**Records to process:**

▽

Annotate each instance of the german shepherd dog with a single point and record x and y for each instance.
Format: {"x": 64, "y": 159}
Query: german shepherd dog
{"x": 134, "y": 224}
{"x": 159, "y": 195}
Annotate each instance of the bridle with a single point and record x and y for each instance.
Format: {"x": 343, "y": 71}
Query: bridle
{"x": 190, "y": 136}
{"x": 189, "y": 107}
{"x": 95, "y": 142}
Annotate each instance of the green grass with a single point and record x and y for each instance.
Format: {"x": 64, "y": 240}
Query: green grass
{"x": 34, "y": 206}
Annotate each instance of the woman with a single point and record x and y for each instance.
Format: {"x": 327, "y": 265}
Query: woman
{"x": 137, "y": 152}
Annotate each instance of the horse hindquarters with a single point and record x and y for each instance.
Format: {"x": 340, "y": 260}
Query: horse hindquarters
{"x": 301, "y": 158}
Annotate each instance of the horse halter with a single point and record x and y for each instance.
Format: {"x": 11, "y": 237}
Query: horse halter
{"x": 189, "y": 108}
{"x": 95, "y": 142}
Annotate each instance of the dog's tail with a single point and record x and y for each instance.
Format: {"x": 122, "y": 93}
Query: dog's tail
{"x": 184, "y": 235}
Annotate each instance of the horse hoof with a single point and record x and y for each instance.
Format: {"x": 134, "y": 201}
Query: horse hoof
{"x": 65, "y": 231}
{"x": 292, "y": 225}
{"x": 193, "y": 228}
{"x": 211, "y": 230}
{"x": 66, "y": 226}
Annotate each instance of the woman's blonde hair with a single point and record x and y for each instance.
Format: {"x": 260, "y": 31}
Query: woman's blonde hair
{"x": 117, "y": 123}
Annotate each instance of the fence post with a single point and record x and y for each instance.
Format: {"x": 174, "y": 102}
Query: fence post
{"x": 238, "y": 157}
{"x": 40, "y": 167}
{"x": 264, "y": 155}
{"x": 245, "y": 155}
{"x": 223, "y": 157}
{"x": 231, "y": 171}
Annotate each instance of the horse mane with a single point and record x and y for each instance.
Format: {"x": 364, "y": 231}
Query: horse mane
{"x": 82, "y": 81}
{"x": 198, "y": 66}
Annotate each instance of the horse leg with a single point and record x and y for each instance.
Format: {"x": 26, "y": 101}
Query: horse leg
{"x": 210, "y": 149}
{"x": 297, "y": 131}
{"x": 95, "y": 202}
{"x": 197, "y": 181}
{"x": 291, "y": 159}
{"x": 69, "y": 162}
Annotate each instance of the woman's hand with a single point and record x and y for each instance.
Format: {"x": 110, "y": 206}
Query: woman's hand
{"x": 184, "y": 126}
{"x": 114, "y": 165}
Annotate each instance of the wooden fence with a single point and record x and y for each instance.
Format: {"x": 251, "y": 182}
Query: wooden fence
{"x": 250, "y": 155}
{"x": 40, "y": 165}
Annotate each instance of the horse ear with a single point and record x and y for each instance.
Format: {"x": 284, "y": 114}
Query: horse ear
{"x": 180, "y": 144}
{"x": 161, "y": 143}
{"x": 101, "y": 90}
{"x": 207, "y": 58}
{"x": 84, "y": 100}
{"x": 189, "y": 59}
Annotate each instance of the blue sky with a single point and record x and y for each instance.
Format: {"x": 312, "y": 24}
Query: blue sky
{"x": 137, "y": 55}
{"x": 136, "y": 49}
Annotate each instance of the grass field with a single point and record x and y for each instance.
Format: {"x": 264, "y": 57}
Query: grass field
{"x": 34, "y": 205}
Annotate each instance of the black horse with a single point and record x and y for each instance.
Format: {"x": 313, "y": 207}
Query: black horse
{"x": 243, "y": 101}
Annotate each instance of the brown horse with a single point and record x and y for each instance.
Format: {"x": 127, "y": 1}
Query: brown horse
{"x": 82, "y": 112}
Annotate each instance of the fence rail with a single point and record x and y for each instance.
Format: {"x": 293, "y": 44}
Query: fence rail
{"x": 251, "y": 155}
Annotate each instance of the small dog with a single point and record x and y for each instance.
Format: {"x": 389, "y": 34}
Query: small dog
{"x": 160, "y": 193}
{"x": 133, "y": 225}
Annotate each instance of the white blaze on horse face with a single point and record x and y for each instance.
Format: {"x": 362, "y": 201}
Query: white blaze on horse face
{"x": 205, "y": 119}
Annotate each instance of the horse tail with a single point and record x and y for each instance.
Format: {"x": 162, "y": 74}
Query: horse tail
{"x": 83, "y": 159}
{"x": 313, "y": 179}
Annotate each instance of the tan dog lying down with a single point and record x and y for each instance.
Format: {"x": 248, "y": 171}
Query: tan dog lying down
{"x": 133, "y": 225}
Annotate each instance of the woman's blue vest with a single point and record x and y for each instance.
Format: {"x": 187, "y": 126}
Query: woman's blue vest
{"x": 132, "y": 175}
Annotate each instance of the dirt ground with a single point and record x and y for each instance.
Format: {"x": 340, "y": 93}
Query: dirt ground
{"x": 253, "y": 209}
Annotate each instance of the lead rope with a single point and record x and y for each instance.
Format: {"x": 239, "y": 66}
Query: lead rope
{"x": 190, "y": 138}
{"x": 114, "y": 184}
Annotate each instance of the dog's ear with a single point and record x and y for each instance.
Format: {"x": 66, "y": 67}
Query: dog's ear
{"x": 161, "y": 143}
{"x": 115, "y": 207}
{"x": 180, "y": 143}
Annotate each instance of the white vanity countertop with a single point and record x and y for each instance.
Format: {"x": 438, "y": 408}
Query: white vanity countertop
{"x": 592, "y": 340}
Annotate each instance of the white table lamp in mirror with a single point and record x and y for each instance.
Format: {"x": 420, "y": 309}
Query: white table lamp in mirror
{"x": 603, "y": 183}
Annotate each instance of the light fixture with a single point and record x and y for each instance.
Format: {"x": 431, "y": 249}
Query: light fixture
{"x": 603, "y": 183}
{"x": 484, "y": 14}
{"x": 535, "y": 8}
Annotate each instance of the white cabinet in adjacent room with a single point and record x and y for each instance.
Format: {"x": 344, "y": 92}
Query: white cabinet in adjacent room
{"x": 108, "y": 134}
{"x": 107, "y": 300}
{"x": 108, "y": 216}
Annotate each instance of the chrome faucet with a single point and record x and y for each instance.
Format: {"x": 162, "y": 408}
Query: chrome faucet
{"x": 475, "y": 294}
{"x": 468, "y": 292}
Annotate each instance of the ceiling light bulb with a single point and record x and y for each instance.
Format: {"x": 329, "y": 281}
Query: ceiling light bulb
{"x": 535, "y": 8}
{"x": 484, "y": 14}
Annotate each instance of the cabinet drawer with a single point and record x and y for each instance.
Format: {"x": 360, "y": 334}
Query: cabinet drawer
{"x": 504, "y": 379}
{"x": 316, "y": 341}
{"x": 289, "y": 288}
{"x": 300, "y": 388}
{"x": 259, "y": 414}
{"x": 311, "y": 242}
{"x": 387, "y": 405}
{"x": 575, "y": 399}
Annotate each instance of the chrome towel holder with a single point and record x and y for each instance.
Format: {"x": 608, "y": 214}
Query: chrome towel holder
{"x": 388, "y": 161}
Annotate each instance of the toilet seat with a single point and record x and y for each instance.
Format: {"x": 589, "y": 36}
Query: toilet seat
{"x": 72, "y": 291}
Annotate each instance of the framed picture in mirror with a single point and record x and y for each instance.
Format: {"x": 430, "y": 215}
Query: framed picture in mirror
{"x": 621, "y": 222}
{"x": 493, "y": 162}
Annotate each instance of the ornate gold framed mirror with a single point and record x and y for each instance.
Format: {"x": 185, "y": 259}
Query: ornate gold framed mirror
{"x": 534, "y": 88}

△

**Exercise:** Transcription of all the material must be exact.

**Exercise solution:**
Annotate each instance of the german shepherd dog with a single point and record x and y for each instance.
Format: {"x": 64, "y": 159}
Query: german shepherd dog
{"x": 134, "y": 224}
{"x": 159, "y": 195}
Annotate each instance of the bridle with a single point and record x and y for each instance.
Format: {"x": 343, "y": 71}
Query: bridle
{"x": 190, "y": 136}
{"x": 189, "y": 107}
{"x": 95, "y": 142}
Annotate each instance of the green grass with a single point and record x and y for each instance.
Format: {"x": 64, "y": 240}
Query: green grass
{"x": 34, "y": 206}
Annotate each instance of the woman with a single point and record x and y for each instance.
Format: {"x": 327, "y": 265}
Query: woman
{"x": 137, "y": 152}
Annotate each instance of the horse hindquarters with a single point and record x and y for each instance.
Format: {"x": 340, "y": 260}
Query: horse hindquarters
{"x": 301, "y": 158}
Annotate each instance of the horse halter with a single point and record x and y for each instance.
Format: {"x": 11, "y": 237}
Query: horse halter
{"x": 189, "y": 108}
{"x": 95, "y": 142}
Annotate each instance of the dog's tail with a single point and record x and y for each instance.
Format: {"x": 122, "y": 93}
Query: dog's tail
{"x": 184, "y": 235}
Annotate each instance of the horse hoof with a single point and record x and y for each instance.
Format: {"x": 134, "y": 201}
Query: horse hoof
{"x": 65, "y": 231}
{"x": 292, "y": 225}
{"x": 193, "y": 228}
{"x": 211, "y": 230}
{"x": 66, "y": 226}
Annotate each instance of the woman's blonde hair with a single point and record x and y for each instance.
Format: {"x": 260, "y": 31}
Query: woman's blonde hair
{"x": 117, "y": 123}
Annotate each instance of the fence post with a single point and record x and y for each instance.
Format: {"x": 174, "y": 102}
Query: fence post
{"x": 238, "y": 157}
{"x": 40, "y": 167}
{"x": 264, "y": 155}
{"x": 245, "y": 155}
{"x": 223, "y": 157}
{"x": 231, "y": 171}
Annotate each instance of the horse mane with a single point and record x and y for each instance.
Format: {"x": 364, "y": 231}
Query: horse mane
{"x": 82, "y": 81}
{"x": 198, "y": 66}
Annotate each instance of the horse leg with a single point and record x and y for each instance.
Format: {"x": 26, "y": 101}
Query: horse leg
{"x": 210, "y": 149}
{"x": 297, "y": 131}
{"x": 95, "y": 202}
{"x": 197, "y": 181}
{"x": 291, "y": 159}
{"x": 69, "y": 162}
Annotate each instance of the woman's hand with a single point and record x and y for each instance.
Format: {"x": 110, "y": 206}
Query: woman's hand
{"x": 184, "y": 126}
{"x": 114, "y": 165}
Annotate each instance of the wooden fence with a single point and record x and y for each instance.
Format: {"x": 251, "y": 182}
Query: wooden fence
{"x": 250, "y": 155}
{"x": 40, "y": 165}
Annotate each instance of the horse ear with a single point and record x and y for each instance.
Format: {"x": 284, "y": 114}
Query: horse ear
{"x": 180, "y": 144}
{"x": 161, "y": 143}
{"x": 101, "y": 90}
{"x": 207, "y": 58}
{"x": 84, "y": 100}
{"x": 189, "y": 59}
Annotate each instance of the blue sky with a single point and record x and y for each instance.
Format: {"x": 312, "y": 24}
Query: blue sky
{"x": 137, "y": 55}
{"x": 136, "y": 49}
Annotate each instance of the grass field with a single point and record x and y for each instance.
Format: {"x": 264, "y": 57}
Query: grass field
{"x": 34, "y": 205}
Annotate each instance of the black horse with a single point and record x and y for each instance.
Format: {"x": 313, "y": 207}
Query: black horse
{"x": 243, "y": 101}
Annotate each instance of the brown horse with a single point and record x and y for each instance.
Format: {"x": 127, "y": 1}
Query: brown horse
{"x": 82, "y": 112}
Annotate each instance of the fence rail with a single point and record x and y for each instance.
Format: {"x": 293, "y": 44}
Query: fence rail
{"x": 251, "y": 155}
Annotate each instance of the small dog with a single point and record x and y for each instance.
Format: {"x": 389, "y": 34}
Query: small dog
{"x": 160, "y": 193}
{"x": 133, "y": 225}
Annotate each instance of the white blaze on horse face with a single point and record x and y for each instance.
Format: {"x": 362, "y": 201}
Query: white blaze on horse face
{"x": 205, "y": 119}
Annotate each instance of the horse tail with a single point and record x and y for each instance.
Format: {"x": 162, "y": 74}
Query: horse tail
{"x": 83, "y": 159}
{"x": 313, "y": 179}
Annotate each instance of the tan dog lying down with a single point and record x and y for each instance.
Format: {"x": 248, "y": 171}
Query: tan dog lying down
{"x": 133, "y": 225}
Annotate each instance of the woman's blue vest with a single point and record x and y for each instance.
Format: {"x": 187, "y": 126}
Query: woman's blue vest
{"x": 132, "y": 175}
Annotate each instance of the dirt ground with a single point and record x and y for each instance.
Format: {"x": 340, "y": 93}
Query: dirt ground
{"x": 253, "y": 209}
Annotate each instance of the lead rope with a single point and record x and y for each instance.
Format: {"x": 239, "y": 66}
Query: lead rope
{"x": 190, "y": 138}
{"x": 114, "y": 184}
Annotate each instance of the dog's ear with a single point and record x and y for each instance.
Format: {"x": 66, "y": 67}
Query: dog's ear
{"x": 161, "y": 143}
{"x": 115, "y": 207}
{"x": 180, "y": 143}
Annotate each instance of the white vanity countertop with a single point and record x and y for each instance.
Format: {"x": 438, "y": 408}
Query: white vanity countertop
{"x": 592, "y": 340}
Annotate each instance of the white table lamp in mirror with a single point and record x and y for each instance.
Format: {"x": 420, "y": 309}
Query: white table lamp in mirror
{"x": 603, "y": 183}
Annotate each instance of the light fixture with a single point and record x and y for each instance.
Format: {"x": 431, "y": 249}
Query: light fixture
{"x": 603, "y": 183}
{"x": 484, "y": 14}
{"x": 535, "y": 8}
Annotate each instance of the white cabinet in adjacent room with a single point and record x and y for each instance.
Format: {"x": 344, "y": 92}
Query: white cabinet in adjacent room
{"x": 108, "y": 134}
{"x": 107, "y": 300}
{"x": 108, "y": 216}
Annotate each instance of the chrome faucet with a single point and record x and y for each instance.
Format: {"x": 162, "y": 408}
Query: chrome faucet
{"x": 475, "y": 294}
{"x": 468, "y": 292}
Annotate each instance of the ceiling light bulb with a single point and record x and y for each instance.
Format: {"x": 329, "y": 281}
Query: ceiling light bulb
{"x": 535, "y": 8}
{"x": 484, "y": 14}
Annotate each instance of the cabinet drawer with a single point and record x and y for each instance.
Format: {"x": 360, "y": 334}
Query: cabinet drawer
{"x": 504, "y": 379}
{"x": 316, "y": 341}
{"x": 289, "y": 288}
{"x": 300, "y": 388}
{"x": 259, "y": 414}
{"x": 311, "y": 242}
{"x": 387, "y": 405}
{"x": 575, "y": 399}
Annotate each instance of the chrome towel holder with a single point and record x and y for each instance.
Format: {"x": 608, "y": 214}
Query: chrome towel holder
{"x": 388, "y": 161}
Annotate each instance of the toilet seat with a single point and record x and y for each instance.
Format: {"x": 589, "y": 36}
Query: toilet seat
{"x": 72, "y": 291}
Annotate each instance of the framed picture in mirror with a single point and record x and y for each instance.
Format: {"x": 430, "y": 215}
Query: framed picture in mirror
{"x": 621, "y": 222}
{"x": 493, "y": 162}
Annotate each instance of the ornate gold framed mirror with a single point and record x and y for each instance.
Format: {"x": 185, "y": 259}
Query: ornate gold framed mirror
{"x": 534, "y": 88}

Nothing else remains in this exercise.